The input start
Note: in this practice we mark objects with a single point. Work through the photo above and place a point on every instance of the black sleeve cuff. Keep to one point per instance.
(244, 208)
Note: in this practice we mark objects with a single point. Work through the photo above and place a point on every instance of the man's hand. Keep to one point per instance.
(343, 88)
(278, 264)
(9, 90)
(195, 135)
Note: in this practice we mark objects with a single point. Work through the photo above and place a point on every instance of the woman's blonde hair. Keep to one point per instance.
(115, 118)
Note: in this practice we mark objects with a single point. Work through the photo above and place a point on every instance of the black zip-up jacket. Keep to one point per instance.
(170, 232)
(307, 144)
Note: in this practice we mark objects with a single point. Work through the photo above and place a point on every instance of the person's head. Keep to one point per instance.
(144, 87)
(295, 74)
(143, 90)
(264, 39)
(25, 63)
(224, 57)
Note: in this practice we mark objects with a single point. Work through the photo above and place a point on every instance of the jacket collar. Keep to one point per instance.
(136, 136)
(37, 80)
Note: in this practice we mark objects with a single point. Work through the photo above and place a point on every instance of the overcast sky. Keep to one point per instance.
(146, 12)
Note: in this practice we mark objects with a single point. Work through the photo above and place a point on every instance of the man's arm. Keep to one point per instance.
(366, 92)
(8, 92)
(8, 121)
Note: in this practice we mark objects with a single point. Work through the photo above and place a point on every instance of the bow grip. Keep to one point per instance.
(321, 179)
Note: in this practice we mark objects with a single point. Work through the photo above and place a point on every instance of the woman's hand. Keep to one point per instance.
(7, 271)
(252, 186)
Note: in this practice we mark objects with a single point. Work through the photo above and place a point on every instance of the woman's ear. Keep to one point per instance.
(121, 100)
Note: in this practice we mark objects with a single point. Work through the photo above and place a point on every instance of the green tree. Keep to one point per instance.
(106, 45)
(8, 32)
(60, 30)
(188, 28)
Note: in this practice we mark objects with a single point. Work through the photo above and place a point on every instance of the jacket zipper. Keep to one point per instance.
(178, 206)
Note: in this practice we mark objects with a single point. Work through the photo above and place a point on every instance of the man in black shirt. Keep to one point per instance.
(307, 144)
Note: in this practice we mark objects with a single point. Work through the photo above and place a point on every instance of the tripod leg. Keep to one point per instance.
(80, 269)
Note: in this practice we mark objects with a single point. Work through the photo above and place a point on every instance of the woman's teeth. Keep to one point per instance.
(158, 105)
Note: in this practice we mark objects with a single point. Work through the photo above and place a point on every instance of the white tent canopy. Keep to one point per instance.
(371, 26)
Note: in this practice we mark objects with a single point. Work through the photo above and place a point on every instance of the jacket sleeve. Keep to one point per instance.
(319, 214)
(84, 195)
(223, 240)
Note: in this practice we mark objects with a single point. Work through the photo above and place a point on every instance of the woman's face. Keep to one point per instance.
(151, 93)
The input end
Copy out all of the lines above word for word, from the first to the last.

The answer =>
Note: in this practice we mark objects with a single point. Work through the photo above and place a point on every instance of the black sleeve cuff. Keep to one point per instance.
(244, 208)
Note: in this practice we mark objects with a single point. Work through the photo above and place a point on every instance of the man's hand. Keep to one point per instance.
(343, 88)
(278, 264)
(9, 90)
(195, 135)
Note: in this practice we mark objects with a single point. Work through the photo above and place a point on every instance of the woman's blonde hair. Keep to one point per instance.
(115, 118)
Note: in this practice we mark objects with a single point. Work through the photo above and place a point on every instance of the black zip-up jacket. Keep to one point per instance.
(170, 232)
(307, 144)
Note: in this practice we mark objects with a single point. Work through the photo above and place a point on every instance of the person's head. Keep to one point per instance.
(144, 87)
(295, 74)
(143, 90)
(264, 39)
(25, 63)
(224, 57)
Note: in this practice we mark objects with a single point. Work through the photo above and place a point on every instance of the jacket collar. Keep to one point per instance.
(136, 136)
(37, 80)
Note: in this practice we mark objects with a single point. Work through the photo above and place a point on every instance of the overcast sky. Keep to one point per instance.
(146, 12)
Note: in this practice we mark objects with a single point. Work through the photo above and place a point on every instance of the man's arm. Keep to one point per instance.
(366, 92)
(8, 92)
(8, 121)
Note: in this practice we mark objects with a single point. Work through the photo above and place a point on every instance of the bow grip. Keep to one point per instance.
(321, 179)
Note: in this practice we mark objects with a single point. Work through the photo above and place a point on every instance of the woman's hand. Keep to one point per instance.
(7, 271)
(252, 186)
Note: in this practice we mark objects with a single point. Work through the photo above and place a point on every instance of the woman's ear. Keep to one point per instance.
(121, 100)
Note: in this practice we mark objects with a single point. Work through the photo above and place a point on every instance of the green tree. Keep to one point per instance.
(106, 45)
(8, 32)
(60, 30)
(188, 28)
Note: in this practice we mark objects with a single point. Work through the photo above and place a point on every instance of the jacket zipper. Keep to one point per instance.
(178, 206)
Note: in this practice we mark objects with a single point. Work through the photo above and place a point on every instance of the man in black shirt. Keep to one point per instance.
(307, 144)
Note: in this practice we mark objects with a single point. Work through the photo above and place a point on every instance of the tripod leg. Keep to one point per instance.
(80, 269)
Note: in this practice we mark objects with a single point. Work through the photo above and place a point on every instance of the woman's teeth. Keep to one point per instance.
(158, 105)
Note: in this practice we mark objects with a single point. Work through the photo above and place a point on every instance of the white tent canopy. Keep to one point per instance.
(371, 26)
Note: in this practice we mark objects with a single point. Work through the photo above and place a point on every instance of the jacket sleeve. Keep to one point per instance.
(319, 214)
(84, 195)
(223, 240)
Note: in this practice we mark objects with a single point. Work through the photo above and place a point on every instance of the woman's face. Keep to one point per instance.
(151, 93)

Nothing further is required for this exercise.